Which of the lines below contain the word "mask"? Copy each of them out in full.
**** Extracted information
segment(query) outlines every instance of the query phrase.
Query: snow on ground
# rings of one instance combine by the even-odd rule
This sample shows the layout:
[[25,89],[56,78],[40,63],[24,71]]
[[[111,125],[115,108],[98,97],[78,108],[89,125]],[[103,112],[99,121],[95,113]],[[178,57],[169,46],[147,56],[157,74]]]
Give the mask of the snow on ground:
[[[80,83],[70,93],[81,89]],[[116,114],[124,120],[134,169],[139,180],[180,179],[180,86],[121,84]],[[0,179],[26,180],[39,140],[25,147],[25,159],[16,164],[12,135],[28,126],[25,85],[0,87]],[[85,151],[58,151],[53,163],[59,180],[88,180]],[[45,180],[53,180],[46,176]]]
********
**** Extracted information
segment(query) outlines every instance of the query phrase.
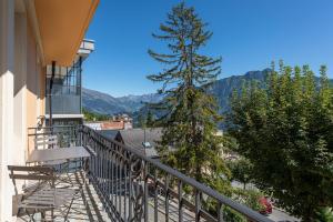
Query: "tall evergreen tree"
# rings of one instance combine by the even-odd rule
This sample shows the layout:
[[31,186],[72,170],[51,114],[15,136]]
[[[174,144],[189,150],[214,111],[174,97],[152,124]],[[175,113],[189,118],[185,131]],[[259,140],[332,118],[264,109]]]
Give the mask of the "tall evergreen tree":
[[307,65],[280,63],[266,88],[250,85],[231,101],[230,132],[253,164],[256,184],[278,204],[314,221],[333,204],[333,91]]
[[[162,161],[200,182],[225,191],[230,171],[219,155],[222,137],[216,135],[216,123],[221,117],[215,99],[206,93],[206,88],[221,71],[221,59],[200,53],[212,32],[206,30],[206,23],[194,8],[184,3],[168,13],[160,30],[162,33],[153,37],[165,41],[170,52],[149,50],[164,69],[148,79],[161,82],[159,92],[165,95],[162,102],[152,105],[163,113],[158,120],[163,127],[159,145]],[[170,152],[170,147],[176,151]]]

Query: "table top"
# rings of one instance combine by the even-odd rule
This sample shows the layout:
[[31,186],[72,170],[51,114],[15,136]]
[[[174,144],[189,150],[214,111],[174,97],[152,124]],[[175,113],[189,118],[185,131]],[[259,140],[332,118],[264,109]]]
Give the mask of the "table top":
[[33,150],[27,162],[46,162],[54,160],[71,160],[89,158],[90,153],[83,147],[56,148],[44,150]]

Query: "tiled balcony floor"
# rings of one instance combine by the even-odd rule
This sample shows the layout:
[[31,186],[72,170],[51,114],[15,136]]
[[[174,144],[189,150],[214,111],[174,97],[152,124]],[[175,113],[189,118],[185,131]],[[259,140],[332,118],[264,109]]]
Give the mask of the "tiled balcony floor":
********
**** Extracted information
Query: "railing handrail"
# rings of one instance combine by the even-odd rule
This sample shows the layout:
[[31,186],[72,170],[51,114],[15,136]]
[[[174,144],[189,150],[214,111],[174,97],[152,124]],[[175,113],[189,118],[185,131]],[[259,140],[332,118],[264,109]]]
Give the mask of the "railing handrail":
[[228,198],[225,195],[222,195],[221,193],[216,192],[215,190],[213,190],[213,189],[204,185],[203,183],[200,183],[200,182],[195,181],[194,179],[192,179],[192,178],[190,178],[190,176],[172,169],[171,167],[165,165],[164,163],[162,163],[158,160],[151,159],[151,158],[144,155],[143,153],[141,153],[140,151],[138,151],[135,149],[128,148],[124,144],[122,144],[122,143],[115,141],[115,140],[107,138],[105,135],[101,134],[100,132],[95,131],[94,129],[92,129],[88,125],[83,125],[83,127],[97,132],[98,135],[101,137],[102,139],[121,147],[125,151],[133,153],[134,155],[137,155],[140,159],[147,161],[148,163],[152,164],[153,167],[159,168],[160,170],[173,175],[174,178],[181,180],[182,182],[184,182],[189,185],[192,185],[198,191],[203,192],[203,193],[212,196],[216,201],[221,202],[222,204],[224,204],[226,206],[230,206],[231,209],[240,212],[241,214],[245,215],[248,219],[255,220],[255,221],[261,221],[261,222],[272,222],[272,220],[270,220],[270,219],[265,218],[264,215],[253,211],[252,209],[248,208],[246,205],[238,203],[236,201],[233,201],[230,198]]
********
_Correct answer_
Give the mask of the snow on ground:
Give the mask of the "tall evergreen tree":
Give the mask of the "table top":
Give the mask of the "tiled balcony floor":
Give the mask of the "railing handrail":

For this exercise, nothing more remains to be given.